== Kutipan Bacaan ==

Selain itu, kata Allah bisa dilacak dari kata ilāhun terdiri atas tiga huruf: hamzah, lam, ha, sebagai pecahan dari kata laha-yalihu-laihan, yang berarti Tuhan yang Maha Pelindung, Maha Perkasa. Ilāhun, jamaknya ālihatun, bentuk kata kerjanya adalah alaha, yang artinya sama dengan ‘abada, yaitu ‘mengabdi’. Dengan demikian ilāhun artinya sama dengan ma’budun, ‘yang diabdi’. Lawannya adalah ‘abdun, ‘yang mengabdi’, atau hamba atau budak.

Dalam kamus besar bahasa Arab Lisān Al-‘Arab karya Ibn Manzhur, kata kata ilāhun masih umum, ketika ditambah dengan lam ma‘rifah, maka menjadi Al-ilāhun yang tiada lain adalah Allah Swt, yaitu zat yang disembah oleh semua selain-Nya, jamaknya ālihatun. Dengan demikian ilāhun artinya sama dengan ma’budun, ‘yang diabdi.

Quraish Shihab mengatakan kata Ilāh disebut ulang sebanyak 111 kali dalam bentuk mufrad, ilāhaini dalam bentuk tatsniyah 2 kali dan ālihah dalam bentuk jamak disebut ulang sebanyak 34 kali. Kata ilāh (tanpa dhamir) dalam al-Qur’an disebutkan sebanyak 80 kali. Dalam al-Quran kata ilāhun juga dipakai untuk menyebut berhala, hawa nafsu, ataupun dewa-dewa. Semua istilah tersebut dalam al-Quran menggunakan kata ilāhun, jamaknya ālihatun. Allah Swt. menyatakan hawa nafsu yang diikuti orang kafir sebagai ilāhun (QS. AlFurqan, 25: 43).

===
== Catatan Dataset ==

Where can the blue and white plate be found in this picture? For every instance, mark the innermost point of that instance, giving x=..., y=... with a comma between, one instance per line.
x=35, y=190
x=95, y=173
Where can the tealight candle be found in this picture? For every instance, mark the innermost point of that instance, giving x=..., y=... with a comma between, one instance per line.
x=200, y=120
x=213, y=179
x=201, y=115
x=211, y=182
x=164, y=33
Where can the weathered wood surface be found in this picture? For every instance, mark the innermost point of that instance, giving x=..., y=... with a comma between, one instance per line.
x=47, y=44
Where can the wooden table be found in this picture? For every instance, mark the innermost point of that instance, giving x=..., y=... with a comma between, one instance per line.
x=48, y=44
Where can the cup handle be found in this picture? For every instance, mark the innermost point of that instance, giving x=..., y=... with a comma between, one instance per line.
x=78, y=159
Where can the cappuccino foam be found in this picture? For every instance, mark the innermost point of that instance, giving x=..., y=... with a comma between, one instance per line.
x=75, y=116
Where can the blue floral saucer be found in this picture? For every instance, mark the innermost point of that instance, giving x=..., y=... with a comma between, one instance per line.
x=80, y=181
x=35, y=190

===
== Catatan Dataset ==

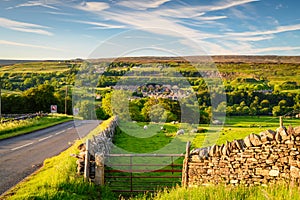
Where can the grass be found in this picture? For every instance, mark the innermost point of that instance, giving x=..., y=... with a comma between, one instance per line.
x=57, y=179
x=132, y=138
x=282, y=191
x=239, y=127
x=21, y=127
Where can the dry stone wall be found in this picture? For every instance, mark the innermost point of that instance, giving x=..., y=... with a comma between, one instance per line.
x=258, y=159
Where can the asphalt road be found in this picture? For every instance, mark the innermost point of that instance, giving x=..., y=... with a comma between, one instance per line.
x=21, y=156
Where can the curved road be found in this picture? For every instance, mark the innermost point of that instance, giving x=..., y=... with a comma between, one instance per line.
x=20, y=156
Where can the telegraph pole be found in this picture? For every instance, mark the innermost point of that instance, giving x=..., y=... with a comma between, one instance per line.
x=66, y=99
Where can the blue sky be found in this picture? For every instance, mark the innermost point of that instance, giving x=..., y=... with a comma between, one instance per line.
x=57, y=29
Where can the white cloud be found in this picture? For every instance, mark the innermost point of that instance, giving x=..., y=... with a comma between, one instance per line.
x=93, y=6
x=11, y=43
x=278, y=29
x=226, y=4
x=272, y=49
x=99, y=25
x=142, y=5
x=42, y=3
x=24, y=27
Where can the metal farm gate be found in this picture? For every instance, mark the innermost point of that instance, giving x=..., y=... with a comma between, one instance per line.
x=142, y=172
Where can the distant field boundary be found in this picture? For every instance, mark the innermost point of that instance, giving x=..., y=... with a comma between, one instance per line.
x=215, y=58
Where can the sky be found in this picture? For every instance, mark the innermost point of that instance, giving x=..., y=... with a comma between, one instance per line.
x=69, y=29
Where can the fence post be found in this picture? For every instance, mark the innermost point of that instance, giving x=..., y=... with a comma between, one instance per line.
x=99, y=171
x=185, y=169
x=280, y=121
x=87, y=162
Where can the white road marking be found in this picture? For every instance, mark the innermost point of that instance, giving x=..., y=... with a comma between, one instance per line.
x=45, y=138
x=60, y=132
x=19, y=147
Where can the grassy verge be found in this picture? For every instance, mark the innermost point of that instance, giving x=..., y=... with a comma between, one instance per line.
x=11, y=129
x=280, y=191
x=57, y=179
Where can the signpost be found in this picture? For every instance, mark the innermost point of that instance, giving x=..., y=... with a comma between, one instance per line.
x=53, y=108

===
== Catatan Dataset ==

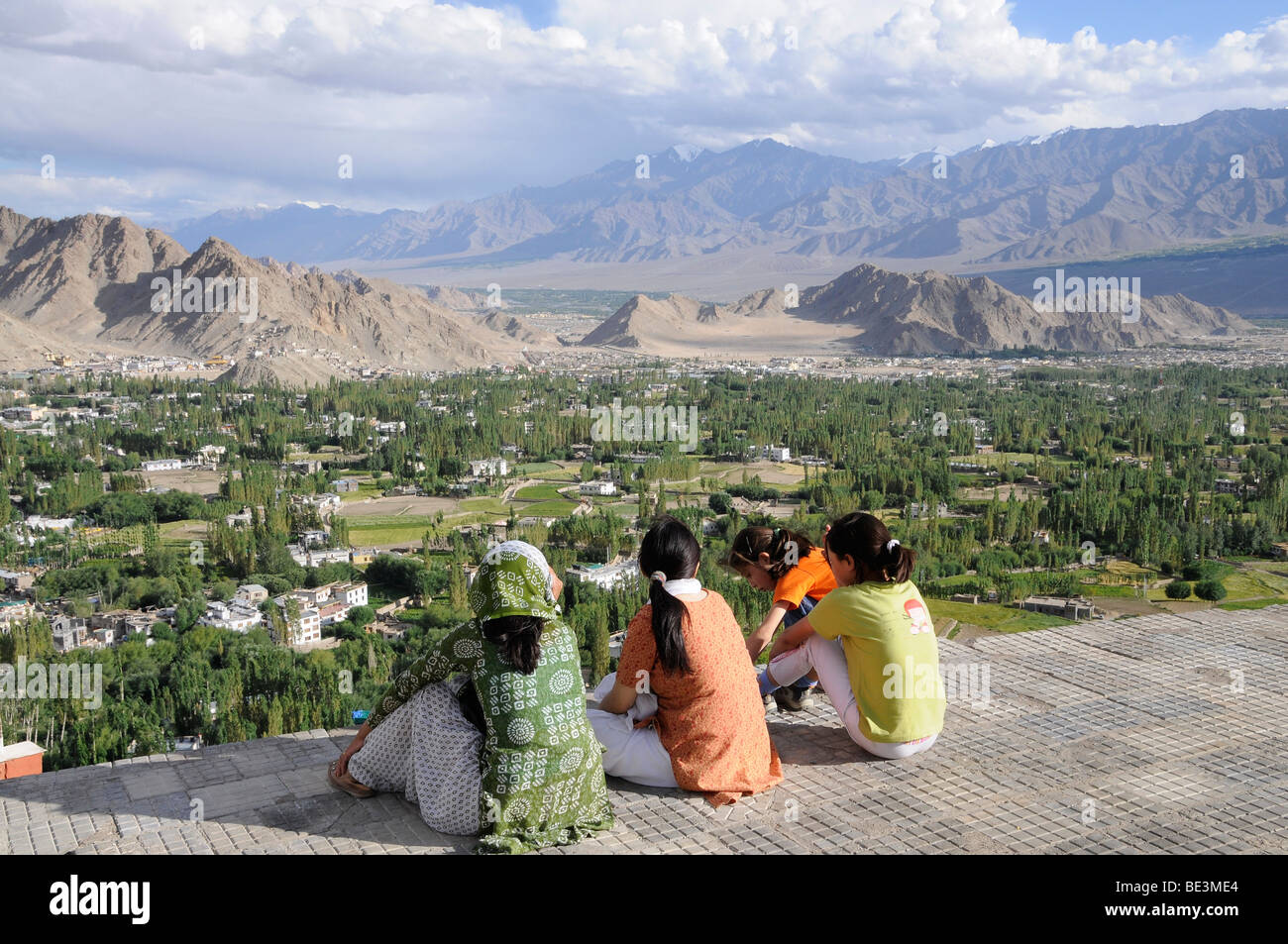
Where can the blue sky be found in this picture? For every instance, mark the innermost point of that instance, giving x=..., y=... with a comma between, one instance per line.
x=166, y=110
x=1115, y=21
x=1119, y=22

===

Tuliskan kembali seluruh teks tentang asal-usul kata ilāhun di atas tanpa mengubah satu kata pun.

Latihan Selesai:
Selain itu, kata Allah bisa dilacak dari kata ilāhun terdiri atas tiga huruf: hamzah, lam, ha, sebagai pecahan dari kata laha-yalihu-laihan, yang berarti Tuhan yang Maha Pelindung, Maha Perkasa. Ilāhun, jamaknya ālihatun, bentuk kata kerjanya adalah alaha, yang artinya sama dengan ‘abada, yaitu ‘mengabdi’. Dengan demikian ilāhun artinya sama dengan ma’budun, ‘yang diabdi’. Lawannya adalah ‘abdun, ‘yang mengabdi’, atau hamba atau budak.

Dalam kamus besar bahasa Arab Lisān Al-‘Arab karya Ibn Manzhur, kata kata ilāhun masih umum, ketika ditambah dengan lam ma‘rifah, maka menjadi Al-ilāhun yang tiada lain adalah Allah Swt, yaitu zat yang disembah oleh semua selain-Nya, jamaknya ālihatun. Dengan demikian ilāhun artinya sama dengan ma’budun, ‘yang diabdi.

Quraish Shihab mengatakan kata Ilāh disebut ulang sebanyak 111 kali dalam bentuk mufrad, ilāhaini dalam bentuk tatsniyah 2 kali dan ālihah dalam bentuk jamak disebut ulang sebanyak 34 kali. Kata ilāh (tanpa dhamir) dalam al-Qur’an disebutkan sebanyak 80 kali. Dalam al-Quran kata ilāhun juga dipakai untuk menyebut berhala, hawa nafsu, ataupun dewa-dewa. Semua istilah tersebut dalam al-Quran menggunakan kata ilāhun, jamaknya ālihatun. Allah Swt. menyatakan hawa nafsu yang diikuti orang kafir sebagai ilāhun (QS. AlFurqan, 25: 43).